Data excerpts below:
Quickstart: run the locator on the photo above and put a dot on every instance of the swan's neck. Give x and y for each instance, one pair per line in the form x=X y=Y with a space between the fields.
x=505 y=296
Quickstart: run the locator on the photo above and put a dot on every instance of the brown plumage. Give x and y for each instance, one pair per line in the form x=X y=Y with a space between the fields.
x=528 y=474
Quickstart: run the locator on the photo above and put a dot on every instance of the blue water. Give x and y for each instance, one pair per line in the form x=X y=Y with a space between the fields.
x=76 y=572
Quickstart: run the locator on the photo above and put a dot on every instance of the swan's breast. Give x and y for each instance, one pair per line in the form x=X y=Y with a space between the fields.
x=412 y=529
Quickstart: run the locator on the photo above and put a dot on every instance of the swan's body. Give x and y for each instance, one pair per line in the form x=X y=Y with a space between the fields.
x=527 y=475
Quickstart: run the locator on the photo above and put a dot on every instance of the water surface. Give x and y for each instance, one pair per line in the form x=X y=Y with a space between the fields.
End of Data excerpts.
● What this task involves
Only the lines from the line with "of the blue" to the final line of the entries are to be returned, each exactly as written, both ends included.

● Answer for the task
Quickstart: run the locator on the photo above and put a dot on every instance of the blue water. Give x and y for each instance, one pair per line in the form x=X y=Y with a space between the fields.
x=76 y=572
Quickstart: run the locator on the photo above and put a dot on every instance of the swan's breast. Give x and y for each instance, one pair per line in the form x=X y=Y with a space between the fields.
x=412 y=529
Quickstart: run the locator on the photo above and put a dot on every instance of the swan's body. Give x and y for each instance, one pair per line in the form x=X y=Y with a space between the fields.
x=527 y=475
Quickstart: run the locator on the photo above and put a dot on every instance of the water surface. Give x and y for each instance, one pair per line in the form x=X y=Y with a space between the fields.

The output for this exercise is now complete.